◆ Kutipan Teks ◆
───

TEMPO.CO, Jakarta - Sebuah video yang beredar di YouTube berisi tindakan kekerasan Detasemen Khusus 88 Antiteror memunculkan keinginan supaya satuan khusus ini dibubarkan. Padahal, kemunculan tim elite di Kepolisian RI itu tak lepas dari aksi kekerasan, bahkan teror dari para teroris di Indonesia.
Pada awalnya, cikal bakal Densus 88 Antiteror lahir dari Instruksi Presiden No. 4 Tahun 2002 tentang Tindak Pidana Terorisme. Instruksi ini dipicu oleh maraknya teror bom hebat sejak 2001. Aturan ini kemudian dipertegas dengan diterbitkanya paket Kebijakan Nasional terhadap pemberantasan Terorisme dalam bentuk Peraturan Pengganti Undang-Undang No. 1 dan 2 Tahun 2002.

───

◆ Tugas yang Dikerjakan ◆
Salin bagian kutipan tentang Densus 88 yang dibuka dengan kata-kata yang memuat "Pada awalnya, cikal" dan ditutup dengan "2 Tahun 2002.", tanpa mengubah satu kata pun. Daftar di bawah ini tidak diperlukan.

◆ Cuplikan Daftar ◆

───

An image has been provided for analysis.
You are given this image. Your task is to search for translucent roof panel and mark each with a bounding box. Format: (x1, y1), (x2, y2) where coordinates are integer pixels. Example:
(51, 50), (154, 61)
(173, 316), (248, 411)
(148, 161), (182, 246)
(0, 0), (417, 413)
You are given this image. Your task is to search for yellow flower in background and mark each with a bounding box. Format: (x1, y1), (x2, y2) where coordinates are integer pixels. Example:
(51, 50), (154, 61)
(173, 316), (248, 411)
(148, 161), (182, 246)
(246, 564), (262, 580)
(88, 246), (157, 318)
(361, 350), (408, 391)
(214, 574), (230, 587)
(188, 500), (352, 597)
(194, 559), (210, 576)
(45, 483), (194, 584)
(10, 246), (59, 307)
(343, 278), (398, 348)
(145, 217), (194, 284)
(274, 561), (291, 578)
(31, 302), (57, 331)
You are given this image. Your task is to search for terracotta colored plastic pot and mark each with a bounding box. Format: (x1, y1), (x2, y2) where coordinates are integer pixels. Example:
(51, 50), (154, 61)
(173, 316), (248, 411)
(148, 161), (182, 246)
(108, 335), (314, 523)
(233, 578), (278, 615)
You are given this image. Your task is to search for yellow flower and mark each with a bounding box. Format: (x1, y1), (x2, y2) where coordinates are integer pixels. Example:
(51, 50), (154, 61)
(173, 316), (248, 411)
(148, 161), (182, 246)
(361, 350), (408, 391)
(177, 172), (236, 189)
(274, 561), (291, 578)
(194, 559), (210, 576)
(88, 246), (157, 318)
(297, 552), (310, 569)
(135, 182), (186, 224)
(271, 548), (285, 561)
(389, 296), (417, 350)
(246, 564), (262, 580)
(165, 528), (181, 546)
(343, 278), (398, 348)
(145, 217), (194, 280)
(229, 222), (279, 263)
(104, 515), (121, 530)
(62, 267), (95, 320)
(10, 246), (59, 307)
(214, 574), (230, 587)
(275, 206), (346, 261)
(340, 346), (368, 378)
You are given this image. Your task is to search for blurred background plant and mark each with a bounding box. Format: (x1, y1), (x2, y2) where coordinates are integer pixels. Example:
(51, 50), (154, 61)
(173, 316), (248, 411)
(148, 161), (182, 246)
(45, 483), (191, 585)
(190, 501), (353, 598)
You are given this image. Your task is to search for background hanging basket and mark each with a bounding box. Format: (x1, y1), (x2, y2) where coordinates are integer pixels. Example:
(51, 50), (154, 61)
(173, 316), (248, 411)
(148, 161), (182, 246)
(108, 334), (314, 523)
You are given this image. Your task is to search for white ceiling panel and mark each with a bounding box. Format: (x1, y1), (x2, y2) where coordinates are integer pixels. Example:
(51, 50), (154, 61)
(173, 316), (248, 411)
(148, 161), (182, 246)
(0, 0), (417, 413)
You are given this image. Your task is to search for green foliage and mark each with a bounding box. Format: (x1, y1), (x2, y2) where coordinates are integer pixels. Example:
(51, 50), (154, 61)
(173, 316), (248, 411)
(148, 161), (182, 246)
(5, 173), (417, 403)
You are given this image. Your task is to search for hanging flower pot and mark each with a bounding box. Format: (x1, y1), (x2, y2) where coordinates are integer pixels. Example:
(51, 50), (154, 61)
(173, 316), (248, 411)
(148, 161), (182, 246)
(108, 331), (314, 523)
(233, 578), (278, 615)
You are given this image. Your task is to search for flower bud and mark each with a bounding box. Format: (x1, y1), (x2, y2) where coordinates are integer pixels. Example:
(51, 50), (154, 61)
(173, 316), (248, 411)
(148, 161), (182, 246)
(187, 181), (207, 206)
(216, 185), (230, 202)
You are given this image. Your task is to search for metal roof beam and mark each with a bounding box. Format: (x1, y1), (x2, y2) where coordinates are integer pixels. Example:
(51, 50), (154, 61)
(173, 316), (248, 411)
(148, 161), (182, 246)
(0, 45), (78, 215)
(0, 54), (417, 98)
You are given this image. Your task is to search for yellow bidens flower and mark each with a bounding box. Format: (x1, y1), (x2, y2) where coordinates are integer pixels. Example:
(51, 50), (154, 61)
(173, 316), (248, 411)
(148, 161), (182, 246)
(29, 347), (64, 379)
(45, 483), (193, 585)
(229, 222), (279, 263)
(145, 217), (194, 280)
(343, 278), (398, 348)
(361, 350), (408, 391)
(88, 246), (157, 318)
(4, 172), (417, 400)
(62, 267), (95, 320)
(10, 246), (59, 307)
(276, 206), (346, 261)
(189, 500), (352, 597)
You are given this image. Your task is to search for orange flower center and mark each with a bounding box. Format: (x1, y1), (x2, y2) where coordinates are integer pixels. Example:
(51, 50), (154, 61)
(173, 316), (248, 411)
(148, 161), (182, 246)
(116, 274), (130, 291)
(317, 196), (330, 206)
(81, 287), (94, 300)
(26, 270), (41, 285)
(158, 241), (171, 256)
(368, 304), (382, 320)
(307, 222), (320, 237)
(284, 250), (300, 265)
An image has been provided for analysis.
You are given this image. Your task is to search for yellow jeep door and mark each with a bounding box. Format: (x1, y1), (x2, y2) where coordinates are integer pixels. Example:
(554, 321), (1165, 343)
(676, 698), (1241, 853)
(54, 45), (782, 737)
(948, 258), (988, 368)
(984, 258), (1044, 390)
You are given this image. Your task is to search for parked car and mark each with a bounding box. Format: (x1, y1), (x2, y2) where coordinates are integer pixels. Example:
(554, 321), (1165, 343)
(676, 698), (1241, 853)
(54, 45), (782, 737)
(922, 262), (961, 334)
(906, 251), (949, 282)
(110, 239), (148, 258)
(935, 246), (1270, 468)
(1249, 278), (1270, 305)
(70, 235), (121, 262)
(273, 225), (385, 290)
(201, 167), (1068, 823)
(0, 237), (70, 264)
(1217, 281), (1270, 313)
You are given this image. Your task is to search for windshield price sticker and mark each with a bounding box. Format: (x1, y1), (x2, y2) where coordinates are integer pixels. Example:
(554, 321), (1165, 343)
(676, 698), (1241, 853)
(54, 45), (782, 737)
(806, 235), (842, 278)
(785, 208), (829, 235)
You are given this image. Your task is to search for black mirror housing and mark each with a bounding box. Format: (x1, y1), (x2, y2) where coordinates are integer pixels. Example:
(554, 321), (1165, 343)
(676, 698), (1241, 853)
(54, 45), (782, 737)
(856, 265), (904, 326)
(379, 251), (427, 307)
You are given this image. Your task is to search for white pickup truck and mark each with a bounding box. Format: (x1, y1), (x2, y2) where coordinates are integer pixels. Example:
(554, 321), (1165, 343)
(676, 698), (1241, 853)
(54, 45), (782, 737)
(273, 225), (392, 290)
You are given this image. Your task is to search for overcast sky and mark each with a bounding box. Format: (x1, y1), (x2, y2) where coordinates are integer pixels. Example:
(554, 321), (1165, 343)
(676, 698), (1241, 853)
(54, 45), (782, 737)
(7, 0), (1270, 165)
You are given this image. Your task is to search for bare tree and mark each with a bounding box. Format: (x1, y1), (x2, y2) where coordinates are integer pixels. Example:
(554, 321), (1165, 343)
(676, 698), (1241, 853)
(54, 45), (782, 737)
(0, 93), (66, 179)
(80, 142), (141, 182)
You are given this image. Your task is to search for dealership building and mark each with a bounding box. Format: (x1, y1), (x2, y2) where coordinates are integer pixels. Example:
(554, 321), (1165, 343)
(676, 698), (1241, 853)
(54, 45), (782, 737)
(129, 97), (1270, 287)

───

◆ Hasil Keluaran ◆
Pada awalnya, cikal bakal Densus 88 Antiteror lahir dari Instruksi Presiden No. 4 Tahun 2002 tentang Tindak Pidana Terorisme. Instruksi ini dipicu oleh maraknya teror bom hebat sejak 2001. Aturan ini kemudian dipertegas dengan diterbitkanya paket Kebijakan Nasional terhadap pemberantasan Terorisme dalam bentuk Peraturan Pengganti Undang-Undang No. 1 dan 2 Tahun 2002.